OBJECTIF:
Recopiez tel quel le passage du texte sur la cordectomie compris entre « La rééducation vocale » et « d’une bonne hydratation. », ces deux bornes incluses.

TEXTE FOURNI:
——————

Que va faire le chirurgien lors de l’opération ?

Pendant l’intervention, Michel sera endormi. En passant par la bouche, le chirurgien va enlever une ou plusieurs épaisseurs de la corde vocale, soit aux micro-instruments, soit au laser. Plus la lésion est importante, plus la cordectomie sera étendue. On donne d’ailleurs des numéros aux cordectomies en fonction des couches qui ont été retirées et de la taille de l’exérèse.

Et après l’opération ?

Michel rentrera rapidement chez lui. Son chirurgien lui prescrira des anti-douleurs pour les premiers jours.
Dans certains cas, on demande au patient de ne pas parler du tout après l’intervention (même en chuchotant), dans d’autres cas, le patient a le droit d’utiliser sa voix, mais avec certaines précautions: ne pas parler trop longtemps ni trop fort. En général, il faut se garder de trop solliciter le larynx durant la phase de cicatrisation, en évitant les efforts physiques importants comme porter des charges lourdes ou pratiquer certaines activités sportives. Ces recommandations dépendent des habitudes de chaque équipe de soins. Elles sont précisées avant l’intervention. Elles sont temporaires mais indispensables pour aider à la cicatrisation. En général, il n’y a pas de difficultés alimentaires liées à la cordectomie. 

Comment Michel pourra-t-il à nouveau apprendre à parler ?

La rééducation vocale est le travail de l’orthophoniste. Le chirurgien qui effectue la cordectomie remet au patient une ordonnance pour un bilan et une rééducation orthophoniques.
Lors d’un premier rendez-vous qui se nomme «bilan», l’orthophoniste évalue avec le patient l’utilisation de sa voix au quotidien, ses capacités vocales antérieures et actuelles, sans oublier de demander ses antécédents médicaux. L’orthophoniste rappelle également les règles d’hygiène vocale: arrêt de l’alcool et du tabac, respect d’une bonne hydratation.
À ce stade, il peut être intéressant d’enregistrer la voix du patient pour permettre, par la suite, de mesurer sa progression.

Lors de la phase de cicatrisation, il arrive que le patient n’ait presque plus de voix. Certains, au contraire, retrouvent rapidement une vibration sans trop d’efforts. Cette qualité vocale dépend de plusieurs facteurs, le plus important étant la taille de la lésion et de la chirurgie qui a été faite.

——————

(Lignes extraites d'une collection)
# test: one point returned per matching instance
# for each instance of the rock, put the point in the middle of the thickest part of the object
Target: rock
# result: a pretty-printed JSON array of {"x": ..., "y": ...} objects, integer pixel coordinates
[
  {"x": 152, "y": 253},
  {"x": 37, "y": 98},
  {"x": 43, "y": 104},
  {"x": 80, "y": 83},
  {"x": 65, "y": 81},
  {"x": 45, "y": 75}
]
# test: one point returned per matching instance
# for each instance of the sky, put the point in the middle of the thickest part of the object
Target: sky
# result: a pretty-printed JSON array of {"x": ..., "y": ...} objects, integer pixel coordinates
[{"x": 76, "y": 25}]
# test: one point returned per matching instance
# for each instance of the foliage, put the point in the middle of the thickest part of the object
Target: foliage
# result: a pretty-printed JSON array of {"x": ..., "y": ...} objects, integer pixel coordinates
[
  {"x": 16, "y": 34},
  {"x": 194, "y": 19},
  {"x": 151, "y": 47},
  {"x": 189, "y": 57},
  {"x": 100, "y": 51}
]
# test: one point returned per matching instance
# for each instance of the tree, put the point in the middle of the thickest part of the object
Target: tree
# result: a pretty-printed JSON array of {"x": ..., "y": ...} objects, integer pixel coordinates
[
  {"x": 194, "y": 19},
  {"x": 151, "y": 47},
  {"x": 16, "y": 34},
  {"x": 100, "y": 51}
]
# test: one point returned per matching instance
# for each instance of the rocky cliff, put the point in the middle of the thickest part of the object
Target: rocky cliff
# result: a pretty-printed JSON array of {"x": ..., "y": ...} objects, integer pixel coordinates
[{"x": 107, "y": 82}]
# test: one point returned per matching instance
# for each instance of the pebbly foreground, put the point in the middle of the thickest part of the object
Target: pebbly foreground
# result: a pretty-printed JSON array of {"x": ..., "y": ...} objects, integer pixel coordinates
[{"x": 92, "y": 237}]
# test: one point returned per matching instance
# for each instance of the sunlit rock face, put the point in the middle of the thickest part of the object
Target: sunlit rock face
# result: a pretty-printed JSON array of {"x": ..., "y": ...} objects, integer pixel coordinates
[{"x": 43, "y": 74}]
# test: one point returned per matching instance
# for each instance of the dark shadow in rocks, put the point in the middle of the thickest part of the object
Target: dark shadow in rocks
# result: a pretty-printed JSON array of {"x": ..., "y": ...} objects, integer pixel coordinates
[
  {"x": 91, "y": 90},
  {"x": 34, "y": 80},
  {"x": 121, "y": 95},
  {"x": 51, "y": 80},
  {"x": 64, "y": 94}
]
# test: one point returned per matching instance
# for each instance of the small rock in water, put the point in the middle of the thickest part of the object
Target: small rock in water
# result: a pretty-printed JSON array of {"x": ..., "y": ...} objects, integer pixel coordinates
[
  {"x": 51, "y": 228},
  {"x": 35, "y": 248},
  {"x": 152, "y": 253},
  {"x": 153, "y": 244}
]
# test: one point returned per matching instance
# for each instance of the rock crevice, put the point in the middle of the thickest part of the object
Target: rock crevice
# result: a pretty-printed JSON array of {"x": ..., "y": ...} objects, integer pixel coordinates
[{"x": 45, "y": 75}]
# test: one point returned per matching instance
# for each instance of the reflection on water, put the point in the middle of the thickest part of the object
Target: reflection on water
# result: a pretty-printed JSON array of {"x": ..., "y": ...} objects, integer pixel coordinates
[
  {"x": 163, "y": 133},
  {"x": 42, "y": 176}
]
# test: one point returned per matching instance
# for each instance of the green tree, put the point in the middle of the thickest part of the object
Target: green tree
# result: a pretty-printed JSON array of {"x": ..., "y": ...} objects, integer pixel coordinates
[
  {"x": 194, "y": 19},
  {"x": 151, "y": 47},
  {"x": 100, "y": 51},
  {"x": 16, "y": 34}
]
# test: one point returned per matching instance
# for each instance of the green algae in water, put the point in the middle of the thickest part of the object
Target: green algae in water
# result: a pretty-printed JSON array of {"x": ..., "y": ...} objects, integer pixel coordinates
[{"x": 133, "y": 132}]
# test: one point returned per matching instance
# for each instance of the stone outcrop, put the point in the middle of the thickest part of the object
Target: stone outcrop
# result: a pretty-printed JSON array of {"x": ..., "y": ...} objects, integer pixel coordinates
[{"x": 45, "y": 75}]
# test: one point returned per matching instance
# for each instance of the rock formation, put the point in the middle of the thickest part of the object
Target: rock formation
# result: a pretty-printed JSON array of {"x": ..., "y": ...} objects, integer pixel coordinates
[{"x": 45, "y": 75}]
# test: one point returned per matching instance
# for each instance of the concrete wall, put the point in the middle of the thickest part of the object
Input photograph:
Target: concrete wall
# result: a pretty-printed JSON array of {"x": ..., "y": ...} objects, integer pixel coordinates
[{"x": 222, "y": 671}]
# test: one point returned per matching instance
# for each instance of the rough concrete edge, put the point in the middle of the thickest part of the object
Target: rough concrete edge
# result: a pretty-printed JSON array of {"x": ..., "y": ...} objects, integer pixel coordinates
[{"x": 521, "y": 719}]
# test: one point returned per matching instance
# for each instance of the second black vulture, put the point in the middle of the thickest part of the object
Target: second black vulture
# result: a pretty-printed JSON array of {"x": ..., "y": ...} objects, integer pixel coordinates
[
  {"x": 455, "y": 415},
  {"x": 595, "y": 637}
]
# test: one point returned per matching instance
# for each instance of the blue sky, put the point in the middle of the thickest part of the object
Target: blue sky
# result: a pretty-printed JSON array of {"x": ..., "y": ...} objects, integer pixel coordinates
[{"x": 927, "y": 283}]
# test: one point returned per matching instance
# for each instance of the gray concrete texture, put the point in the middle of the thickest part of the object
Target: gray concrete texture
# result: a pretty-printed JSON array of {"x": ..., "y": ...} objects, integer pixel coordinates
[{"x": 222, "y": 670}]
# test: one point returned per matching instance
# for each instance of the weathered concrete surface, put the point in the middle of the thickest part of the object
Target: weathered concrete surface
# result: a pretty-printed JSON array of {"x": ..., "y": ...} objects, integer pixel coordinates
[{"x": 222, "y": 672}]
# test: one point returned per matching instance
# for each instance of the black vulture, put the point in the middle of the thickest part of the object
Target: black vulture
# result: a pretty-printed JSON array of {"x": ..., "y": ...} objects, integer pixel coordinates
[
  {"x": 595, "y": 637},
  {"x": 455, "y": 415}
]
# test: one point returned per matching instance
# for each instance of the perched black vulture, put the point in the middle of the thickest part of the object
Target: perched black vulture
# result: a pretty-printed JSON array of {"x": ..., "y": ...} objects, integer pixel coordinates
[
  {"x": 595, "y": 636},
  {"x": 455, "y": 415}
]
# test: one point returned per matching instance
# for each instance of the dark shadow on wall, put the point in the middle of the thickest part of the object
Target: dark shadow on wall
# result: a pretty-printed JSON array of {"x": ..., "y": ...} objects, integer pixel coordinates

——————

RÉPONSE:
La rééducation vocale est le travail de l’orthophoniste. Le chirurgien qui effectue la cordectomie remet au patient une ordonnance pour un bilan et une rééducation orthophoniques.
Lors d’un premier rendez-vous qui se nomme «bilan», l’orthophoniste évalue avec le patient l’utilisation de sa voix au quotidien, ses capacités vocales antérieures et actuelles, sans oublier de demander ses antécédents médicaux. L’orthophoniste rappelle également les règles d’hygiène vocale: arrêt de l’alcool et du tabac, respect d’une bonne hydratation.